• ESTRATTO DELLA FONTE:
══════════

Il Pubblico Ministero osserva che nel caso di specie i minori erano stati ascoltati sia tramite il consulente tecnico che nel corso del giudizio di primo grado in fase di attuazione dei provvedimenti di affidamento e che l’audizione del minore non costituisce un adempimento da eseguire in via automatica così da dover essere replicato nei gradi di giudizio successivi al primo o nelle fasi endoprocedimentali della modifica e revoca dei provvedimenti adottati, ove l’adempimento sia stato già eseguito. Sottolinea che occorre rifuggire da una logica giuridica che trasforma l’ascolto del minore in un inevitabile atto istruttorio o, peggio ancora, burocratico, perché in realtà si tratta di un esercizio di un diritto garantito dal giudice, il quale può anche ritenere superfluo (in via implicita) l’ascolto del minore nelle fasi di giudizio successive al primo grado.

══════════

• RECORD ARCHIVIATI:
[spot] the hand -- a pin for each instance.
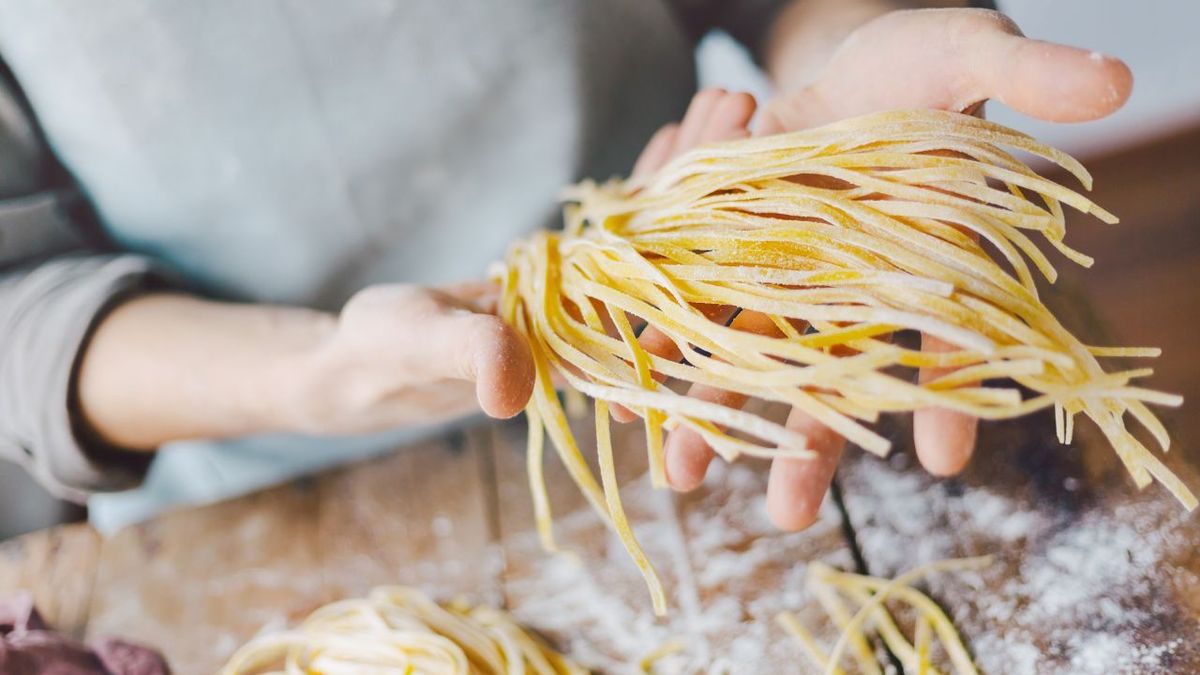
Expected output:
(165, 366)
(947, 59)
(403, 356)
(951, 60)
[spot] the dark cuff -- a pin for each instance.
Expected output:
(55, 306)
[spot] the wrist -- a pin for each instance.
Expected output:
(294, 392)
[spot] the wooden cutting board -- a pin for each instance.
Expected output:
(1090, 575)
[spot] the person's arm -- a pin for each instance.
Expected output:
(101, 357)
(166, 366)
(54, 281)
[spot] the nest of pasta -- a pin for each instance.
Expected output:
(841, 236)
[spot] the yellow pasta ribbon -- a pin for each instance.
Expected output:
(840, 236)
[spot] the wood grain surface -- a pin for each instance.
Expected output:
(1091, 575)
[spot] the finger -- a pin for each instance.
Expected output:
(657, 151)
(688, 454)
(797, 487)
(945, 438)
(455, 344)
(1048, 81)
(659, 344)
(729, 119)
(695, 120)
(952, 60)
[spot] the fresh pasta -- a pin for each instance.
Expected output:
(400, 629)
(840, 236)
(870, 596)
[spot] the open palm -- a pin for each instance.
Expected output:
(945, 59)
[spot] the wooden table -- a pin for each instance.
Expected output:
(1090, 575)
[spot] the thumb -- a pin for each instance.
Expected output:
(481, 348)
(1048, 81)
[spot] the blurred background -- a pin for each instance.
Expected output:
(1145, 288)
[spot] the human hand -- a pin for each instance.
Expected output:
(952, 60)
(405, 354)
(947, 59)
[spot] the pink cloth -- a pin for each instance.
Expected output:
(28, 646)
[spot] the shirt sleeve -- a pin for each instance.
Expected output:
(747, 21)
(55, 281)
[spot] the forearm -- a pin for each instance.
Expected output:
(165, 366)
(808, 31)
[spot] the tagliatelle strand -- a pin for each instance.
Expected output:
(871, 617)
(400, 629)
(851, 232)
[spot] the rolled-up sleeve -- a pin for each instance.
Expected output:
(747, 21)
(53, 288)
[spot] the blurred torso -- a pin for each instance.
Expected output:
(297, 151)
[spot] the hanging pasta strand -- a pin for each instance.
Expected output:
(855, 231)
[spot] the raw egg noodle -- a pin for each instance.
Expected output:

══════════

• ATTIVITÀ DA SVOLGERE:
A. Traduci in inglese questa frase del testo sull'ascolto del minore: "Sottolinea che occorre rifuggire da una logica giuridica che trasforma l’ascolto del minore in un inevitabile atto istruttorio o, peggio ancora, burocratico, perché in realtà si tratta di un esercizio di un diritto garantito dal giudice, il quale può anche ritenere superfluo (in via implicita) l’ascolto del minore nelle fasi di giudizio successive al primo grado."
B. Elenca tutte le figure, persone o ruoli, nominate nel testo sull'ascolto del minore.
C. Riprendi il testo sull'ascolto del minore dal punto in cui si interrompe.

• RISULTATI ATTESI:
A. The Public Prosecutor stresses that one must steer clear of a legal logic that turns the hearing of the minor into an unavoidable investigative or, worse still, bureaucratic act, because in reality it is the exercise of a right guaranteed by the judge, who may also deem (implicitly) the hearing of the minor unnecessary in the stages of the proceedings following the first instance.

B. il Pubblico Ministero; i minori (il minore); il consulente tecnico; il giudice

C.
Il rilievo è condivisibile ed è coerente con la giurisprudenza di questa Corte secondo la quale tramite l’ascolto il minore esercita un diritto, e di conseguenza esso è sottratto alla disponibilità delle parti e garantito dal giudice, il quale è tenuto a rendere una motivazione esplicita e puntuale soltanto in caso di totale omissione dell’ascolto o di richiesta in tal senso proveniente dal curatore speciale del minore, quale rappresentante del titolare del diritto, potendo il diniego alle richieste di rinnovo, fuori dalle ipotesi sopra indicate, essere anche implicito (Cass. n. 437 del 08/01/2024). Inoltre, nel caso in cui il minore sia di età inferiore ai dodici anni il giudice ha il potere discrezionale officioso di indagare la sussistenza della capacità di discernimento e, valutate le emergenze processuali in merito, di disporre l’ascolto del minore, ma non è tenuto a motivare le ragioni dell’omesso ascolto se la audizione non è stata richiesta allegando le ragioni per le quali deve ritenersi avvenuta la maturazione del minore, in maniera tanto più specifica e persuasiva quanto più il minore è lontano dalla età degli anni dodici (Cass. n. 4595 del 21/02/2025).

Si deve quindi osservare che la Corte d’Appello, in conformità alla valutazione espressa dal giudice di primo grado, ha sottolineato il tentativo da parte del padre di condizionare i minori e segnatamente il figlio più grande, C.C., con la minaccia di abbandonarlo e che i minori sono stati spettatori della esacerbata conflittualità familiare sfociata in atti di violenza agita dal padre sulla madre (un pugno sferrato alla zona genitale) e di atti aggressivi alla presenza degli operatori del consultorio (prendere a calci la porta del consultorio, aggredire verbalmente gli operatori) comportamenti ritenuti dal giudice di merito del tutto ingiustificati e volti ad ostacolare le relazioni tra i figli e la madre, anteponendo l’astio nei confronti della ex compagna all’interesse dei minori.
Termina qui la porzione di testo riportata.